§ What the task asks
The task calls for every line of the data to be retyped exactly.

○ ○ ○

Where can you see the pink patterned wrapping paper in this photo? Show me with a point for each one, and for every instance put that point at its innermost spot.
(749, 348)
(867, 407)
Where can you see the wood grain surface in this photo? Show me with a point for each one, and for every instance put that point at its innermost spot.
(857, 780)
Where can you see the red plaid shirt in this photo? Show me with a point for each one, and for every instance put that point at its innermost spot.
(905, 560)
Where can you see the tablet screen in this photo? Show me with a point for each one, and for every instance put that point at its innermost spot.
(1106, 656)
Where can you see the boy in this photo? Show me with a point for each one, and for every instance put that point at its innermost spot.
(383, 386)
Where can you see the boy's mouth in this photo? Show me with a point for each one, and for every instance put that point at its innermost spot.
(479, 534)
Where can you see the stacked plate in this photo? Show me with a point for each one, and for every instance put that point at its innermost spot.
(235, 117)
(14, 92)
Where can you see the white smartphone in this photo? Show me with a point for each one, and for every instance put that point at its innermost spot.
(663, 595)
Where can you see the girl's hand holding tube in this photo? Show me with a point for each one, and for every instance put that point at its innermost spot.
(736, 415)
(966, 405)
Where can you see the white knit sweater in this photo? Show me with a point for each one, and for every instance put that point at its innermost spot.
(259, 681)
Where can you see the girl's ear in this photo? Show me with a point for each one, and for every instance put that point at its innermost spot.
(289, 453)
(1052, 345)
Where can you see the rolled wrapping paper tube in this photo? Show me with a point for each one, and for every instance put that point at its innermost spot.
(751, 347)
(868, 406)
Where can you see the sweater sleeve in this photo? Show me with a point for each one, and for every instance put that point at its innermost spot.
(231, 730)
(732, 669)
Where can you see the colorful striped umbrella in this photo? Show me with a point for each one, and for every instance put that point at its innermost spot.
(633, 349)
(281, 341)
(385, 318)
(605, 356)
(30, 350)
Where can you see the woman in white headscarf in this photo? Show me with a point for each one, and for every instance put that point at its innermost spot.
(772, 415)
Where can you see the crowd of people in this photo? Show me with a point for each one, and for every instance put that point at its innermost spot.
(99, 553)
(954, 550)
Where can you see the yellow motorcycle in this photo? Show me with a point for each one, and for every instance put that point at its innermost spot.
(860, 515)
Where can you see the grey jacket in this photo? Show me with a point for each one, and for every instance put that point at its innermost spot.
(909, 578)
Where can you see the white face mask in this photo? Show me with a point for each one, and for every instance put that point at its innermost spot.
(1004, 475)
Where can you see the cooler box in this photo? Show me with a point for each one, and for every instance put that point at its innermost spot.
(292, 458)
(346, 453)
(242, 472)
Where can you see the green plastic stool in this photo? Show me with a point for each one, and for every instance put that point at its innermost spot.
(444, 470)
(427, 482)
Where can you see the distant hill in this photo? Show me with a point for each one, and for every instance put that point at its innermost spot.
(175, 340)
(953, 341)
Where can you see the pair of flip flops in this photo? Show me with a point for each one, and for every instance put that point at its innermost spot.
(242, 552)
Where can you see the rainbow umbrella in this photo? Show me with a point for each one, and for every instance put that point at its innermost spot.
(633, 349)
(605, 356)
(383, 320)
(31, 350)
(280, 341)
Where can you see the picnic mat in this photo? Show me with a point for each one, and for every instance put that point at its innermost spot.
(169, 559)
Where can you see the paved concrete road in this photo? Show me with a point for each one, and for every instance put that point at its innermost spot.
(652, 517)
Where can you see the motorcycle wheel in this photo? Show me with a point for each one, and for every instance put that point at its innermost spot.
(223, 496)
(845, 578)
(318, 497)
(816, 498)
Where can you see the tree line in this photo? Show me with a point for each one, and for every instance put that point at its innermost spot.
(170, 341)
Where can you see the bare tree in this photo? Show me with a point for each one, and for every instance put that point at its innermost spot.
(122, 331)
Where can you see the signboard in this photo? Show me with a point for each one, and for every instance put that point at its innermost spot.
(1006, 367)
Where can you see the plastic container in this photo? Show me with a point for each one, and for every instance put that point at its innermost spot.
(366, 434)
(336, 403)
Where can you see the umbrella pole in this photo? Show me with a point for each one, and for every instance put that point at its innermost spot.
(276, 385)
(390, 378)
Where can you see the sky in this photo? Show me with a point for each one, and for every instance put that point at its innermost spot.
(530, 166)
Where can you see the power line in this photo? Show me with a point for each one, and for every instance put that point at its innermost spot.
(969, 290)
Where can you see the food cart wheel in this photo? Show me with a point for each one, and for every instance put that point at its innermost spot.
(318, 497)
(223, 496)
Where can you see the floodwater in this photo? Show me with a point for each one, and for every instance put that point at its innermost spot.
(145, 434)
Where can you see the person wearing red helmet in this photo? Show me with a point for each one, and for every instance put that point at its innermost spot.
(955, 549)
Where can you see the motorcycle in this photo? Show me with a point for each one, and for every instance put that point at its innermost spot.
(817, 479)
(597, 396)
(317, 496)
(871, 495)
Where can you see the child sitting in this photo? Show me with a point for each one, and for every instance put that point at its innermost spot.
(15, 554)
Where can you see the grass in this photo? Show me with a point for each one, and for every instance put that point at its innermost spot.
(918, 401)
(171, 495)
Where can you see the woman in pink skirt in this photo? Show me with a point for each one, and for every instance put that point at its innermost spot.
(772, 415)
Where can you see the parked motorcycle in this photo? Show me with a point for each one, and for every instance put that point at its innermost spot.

○ ○ ○

§ Completed exercise
Where can you see the pink patterned wrapping paper in this photo? Show me with a point for each one, and for every instance put that point at its innermost spot.
(749, 348)
(867, 407)
Where can you see the wood grain surface in this photo? Show me with a point for each one, and for every instance put that point at its innermost spot.
(857, 780)
Where can you see the red plaid shirt in this photo? Show me with a point for each one, and for every instance put that point at its innermost spot.
(905, 560)
Where can you see the tablet screen in this photo? Show me with a point for each one, and for every instance put that point at its innermost spot.
(1106, 656)
Where can you see the boy in this photo? Show me with a point for each one, and for every instance put that point at its innermost spot.
(383, 386)
Where can you see the boy's mouth in this photo? Show me with a point for each one, and for every instance put that point at its innermost spot.
(479, 534)
Where can you see the stacked plate in this photo? Show me with a point for each one, and for every instance put that point at its innermost spot.
(235, 117)
(14, 92)
Where can you see the white smartphone in this photo? Show me with a point for each one, and for every instance put that point at its innermost spot.
(663, 595)
Where can you see the girl's hand holding tube in this photo? Show me with a point for each one, and for every instance put that point at its innermost spot.
(736, 415)
(966, 405)
Where can you see the white knit sweater in this photo? Show me with a point for each one, and for every instance put that point at its innermost spot.
(259, 681)
Where can you see the girl's ear in this photo? Show me with a point for each one, and for every instance put that point at its innermost spot.
(289, 453)
(1052, 345)
Where can you see the rolled wrapping paper tube in this photo? Show me with a point for each one, and for every instance put that point at its innermost spot.
(751, 347)
(868, 406)
Where can you see the sweater sleeve in this photo? Show me with a point for each one, and for every instance put that point at its innermost spot.
(231, 730)
(732, 669)
Where can you see the colorful striped umbrella in this photo? Show me with a point for each one, and for every instance put that point at its innermost spot.
(633, 349)
(281, 341)
(385, 318)
(605, 356)
(30, 350)
Where can you see the woman in white headscarf in this photo? Show me with a point for each one, and for every instance put that point at its innermost spot.
(772, 415)
Where can you see the crowd of people in this photo? Show me with a point for each one, and for every instance put that point at its innermost spot.
(99, 553)
(954, 550)
Where can you see the yellow motorcycle in this photo? Show me with a point for each one, and for every instance put that point at its innermost spot.
(860, 515)
Where can you see the grey jacket in this photo? Show me with a point for each one, and for every instance put that point at its innermost spot.
(909, 578)
Where can you see the white face mask in this photo? Show me with a point for each one, and for every instance put that point at its innermost spot.
(1004, 475)
Where can you see the cooler box in this photo? Show me with a point for each one, and for every instance put that point at its innermost spot.
(292, 458)
(346, 453)
(242, 472)
Where can you see the green plastic stool in this photo? Show me with a point for each one, and for every instance put that point at its innermost spot.
(444, 470)
(427, 482)
Where can you see the distant hill in this photo? Show me with a point for each one, and for every instance put that point at its innermost spot.
(175, 340)
(953, 341)
Where can you see the pair of flip flops in this photo? Show me with a point for each one, and for every instance put that point at its innermost spot.
(242, 552)
Where can you see the rainbow umbrella in this photo? Show me with a point for each one, and for every instance put that point at its innermost spot.
(633, 349)
(605, 356)
(383, 320)
(31, 350)
(280, 341)
Where can you see the picnic mat in this photo? Show me with a point for each one, and for every instance put that point at its innermost spot.
(169, 559)
Where can you see the paved concrete road in this photo? Show me with a point for each one, and for every instance put that point at its innermost spot.
(652, 517)
Where can you see the motorcycle wheel in this photo? Show me with a point for each one, and for every instance put that point at its innermost spot.
(223, 496)
(845, 578)
(318, 497)
(816, 498)
Where can you see the tree line in this photo? Show me with a point for each one, and for every instance put that point at its innermost spot.
(170, 341)
Where can you see the bare tree in this photo? Show me with a point for each one, and for every instance put that point at its innermost spot.
(122, 331)
Where can you see the signboard in this photo? Show me with a point for each one, and for every instance put that point at its innermost spot.
(1006, 367)
Where can you see the plastic container in this photo? Show me with a point for each one, and for every instance put that point at its innermost spot.
(366, 434)
(336, 403)
Where can you see the umbrella pole in this photo? Show me with a point for each one, and for every instance put that point at its innermost spot.
(276, 385)
(390, 378)
Where can you see the sky in this photo? Show me with a point for each one, and for every instance put that point at its innermost spot.
(530, 166)
Where can you see the power line in this photo? Show me with a point for each one, and for every instance put that point at its innermost spot.
(969, 290)
Where can you see the food cart wheel in this photo? Show me with a point for each one, and for every instance put that point at its innermost spot.
(318, 497)
(223, 496)
Where can you see the floodwater in this photo? Show me with a point for each one, and for every instance put that point at its innermost spot.
(145, 434)
Where can you see the person wearing red helmet in this photo? Show me with a point for each one, and for every instance put that point at its innermost spot.
(955, 549)
Where can you see the motorcycle in this photo? Show me with a point for each one, and for every instance put that point at its innermost spot.
(817, 479)
(597, 396)
(317, 496)
(871, 495)
Where can you see the child sitting in this photo? Show me with a point for each one, and for every instance put that point at its innermost spot.
(15, 554)
Where can you see the grass in this photo? Show me with a point for each one, and for every instance put that point at its innermost spot.
(918, 401)
(171, 495)
Where can you see the woman in pink skirt in this photo? Show me with a point for each one, and for every instance put that point at its innermost spot.
(772, 415)
Where can you see the parked motorcycle in this photo? Show me with a point for each one, and for every instance put that point at its innermost spot.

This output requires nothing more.